**RECORDED DATA**
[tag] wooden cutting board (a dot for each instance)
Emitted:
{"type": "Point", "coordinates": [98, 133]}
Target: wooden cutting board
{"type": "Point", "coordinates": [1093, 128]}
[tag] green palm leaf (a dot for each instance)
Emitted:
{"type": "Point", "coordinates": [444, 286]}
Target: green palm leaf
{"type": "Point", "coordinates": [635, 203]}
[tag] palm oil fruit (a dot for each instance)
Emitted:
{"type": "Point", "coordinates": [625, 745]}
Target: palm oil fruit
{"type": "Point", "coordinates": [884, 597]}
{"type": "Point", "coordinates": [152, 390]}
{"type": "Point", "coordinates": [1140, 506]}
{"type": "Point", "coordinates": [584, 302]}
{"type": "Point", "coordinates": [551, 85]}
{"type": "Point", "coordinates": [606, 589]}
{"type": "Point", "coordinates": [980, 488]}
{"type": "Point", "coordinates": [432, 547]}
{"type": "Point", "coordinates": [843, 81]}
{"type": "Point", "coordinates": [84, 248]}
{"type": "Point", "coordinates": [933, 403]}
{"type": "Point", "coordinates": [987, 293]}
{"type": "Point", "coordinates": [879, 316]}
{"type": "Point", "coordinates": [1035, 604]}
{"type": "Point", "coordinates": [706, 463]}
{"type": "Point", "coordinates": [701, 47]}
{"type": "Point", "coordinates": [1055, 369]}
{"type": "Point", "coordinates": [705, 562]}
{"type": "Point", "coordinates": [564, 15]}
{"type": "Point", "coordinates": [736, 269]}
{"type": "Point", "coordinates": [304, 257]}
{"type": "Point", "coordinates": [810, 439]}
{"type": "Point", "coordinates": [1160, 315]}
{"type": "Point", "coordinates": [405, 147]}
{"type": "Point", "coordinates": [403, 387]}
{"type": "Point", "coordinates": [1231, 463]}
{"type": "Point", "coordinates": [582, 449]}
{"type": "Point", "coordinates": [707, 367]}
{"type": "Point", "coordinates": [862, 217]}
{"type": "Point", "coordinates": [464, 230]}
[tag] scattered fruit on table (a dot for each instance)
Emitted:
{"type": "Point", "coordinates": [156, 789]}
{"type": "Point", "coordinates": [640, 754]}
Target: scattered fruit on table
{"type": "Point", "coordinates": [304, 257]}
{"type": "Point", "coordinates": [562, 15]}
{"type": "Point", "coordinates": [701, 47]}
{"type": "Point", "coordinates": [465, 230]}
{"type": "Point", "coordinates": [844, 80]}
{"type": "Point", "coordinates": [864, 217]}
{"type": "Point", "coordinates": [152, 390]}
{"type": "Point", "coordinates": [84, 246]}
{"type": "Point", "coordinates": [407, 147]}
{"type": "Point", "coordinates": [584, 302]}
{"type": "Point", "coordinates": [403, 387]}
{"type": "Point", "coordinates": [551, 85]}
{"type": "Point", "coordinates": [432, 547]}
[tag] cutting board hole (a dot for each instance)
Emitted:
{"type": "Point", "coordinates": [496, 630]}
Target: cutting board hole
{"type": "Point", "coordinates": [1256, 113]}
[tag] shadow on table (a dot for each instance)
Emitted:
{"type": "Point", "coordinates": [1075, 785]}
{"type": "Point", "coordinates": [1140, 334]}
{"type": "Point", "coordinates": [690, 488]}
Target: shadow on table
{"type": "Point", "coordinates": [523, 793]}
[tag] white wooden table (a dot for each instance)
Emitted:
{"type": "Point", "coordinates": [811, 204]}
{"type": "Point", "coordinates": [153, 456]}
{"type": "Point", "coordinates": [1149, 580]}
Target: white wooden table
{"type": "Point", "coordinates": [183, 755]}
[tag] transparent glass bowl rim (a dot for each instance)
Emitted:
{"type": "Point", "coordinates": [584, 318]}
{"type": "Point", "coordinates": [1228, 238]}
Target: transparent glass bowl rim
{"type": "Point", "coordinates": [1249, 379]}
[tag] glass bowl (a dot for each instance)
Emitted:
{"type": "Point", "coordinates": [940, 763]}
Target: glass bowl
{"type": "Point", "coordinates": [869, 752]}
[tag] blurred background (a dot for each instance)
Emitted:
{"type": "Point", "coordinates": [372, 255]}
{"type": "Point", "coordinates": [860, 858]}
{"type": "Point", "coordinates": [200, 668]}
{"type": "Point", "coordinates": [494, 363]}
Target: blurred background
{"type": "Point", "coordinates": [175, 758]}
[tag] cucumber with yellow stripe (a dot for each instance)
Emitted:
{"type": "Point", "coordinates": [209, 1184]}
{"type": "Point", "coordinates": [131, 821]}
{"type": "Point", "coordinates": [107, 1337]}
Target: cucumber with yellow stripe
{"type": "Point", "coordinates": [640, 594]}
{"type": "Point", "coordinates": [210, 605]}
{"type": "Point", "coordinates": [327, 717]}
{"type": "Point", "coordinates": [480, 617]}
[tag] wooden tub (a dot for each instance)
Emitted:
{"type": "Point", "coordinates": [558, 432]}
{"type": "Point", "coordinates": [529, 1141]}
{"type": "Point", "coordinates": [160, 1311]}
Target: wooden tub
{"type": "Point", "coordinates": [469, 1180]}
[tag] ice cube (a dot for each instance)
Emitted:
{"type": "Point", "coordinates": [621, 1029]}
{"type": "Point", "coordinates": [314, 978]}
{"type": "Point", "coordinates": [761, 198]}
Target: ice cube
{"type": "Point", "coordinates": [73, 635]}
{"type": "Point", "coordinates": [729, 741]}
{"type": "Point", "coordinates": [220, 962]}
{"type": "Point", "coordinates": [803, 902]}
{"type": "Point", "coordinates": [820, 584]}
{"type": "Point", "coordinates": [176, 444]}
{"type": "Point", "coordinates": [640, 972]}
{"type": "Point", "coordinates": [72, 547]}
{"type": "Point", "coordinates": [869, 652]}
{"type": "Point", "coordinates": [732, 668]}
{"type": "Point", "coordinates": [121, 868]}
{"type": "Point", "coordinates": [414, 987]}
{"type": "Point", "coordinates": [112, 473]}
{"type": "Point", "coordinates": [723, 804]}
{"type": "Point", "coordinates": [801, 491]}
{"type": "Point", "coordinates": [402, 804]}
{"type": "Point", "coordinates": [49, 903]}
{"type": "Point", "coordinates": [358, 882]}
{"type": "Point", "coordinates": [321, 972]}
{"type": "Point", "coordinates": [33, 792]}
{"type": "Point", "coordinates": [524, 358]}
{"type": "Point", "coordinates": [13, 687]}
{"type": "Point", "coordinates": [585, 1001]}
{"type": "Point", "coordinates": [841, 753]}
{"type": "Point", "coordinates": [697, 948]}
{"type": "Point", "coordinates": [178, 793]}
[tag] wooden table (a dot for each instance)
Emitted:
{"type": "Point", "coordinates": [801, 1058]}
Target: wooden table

**YOUR ASSIGNMENT**
Copy out precisely the lines from the line with "[tag] shadow on" to the line with "[tag] white wooden" in the material above, including those two lines and omitting all the rest.

**YOUR RESPONSE**
[tag] shadow on table (a dot for each instance)
Emitted:
{"type": "Point", "coordinates": [1075, 785]}
{"type": "Point", "coordinates": [1140, 334]}
{"type": "Point", "coordinates": [690, 488]}
Target: shadow on table
{"type": "Point", "coordinates": [523, 793]}
[tag] white wooden table (a dot for each instance)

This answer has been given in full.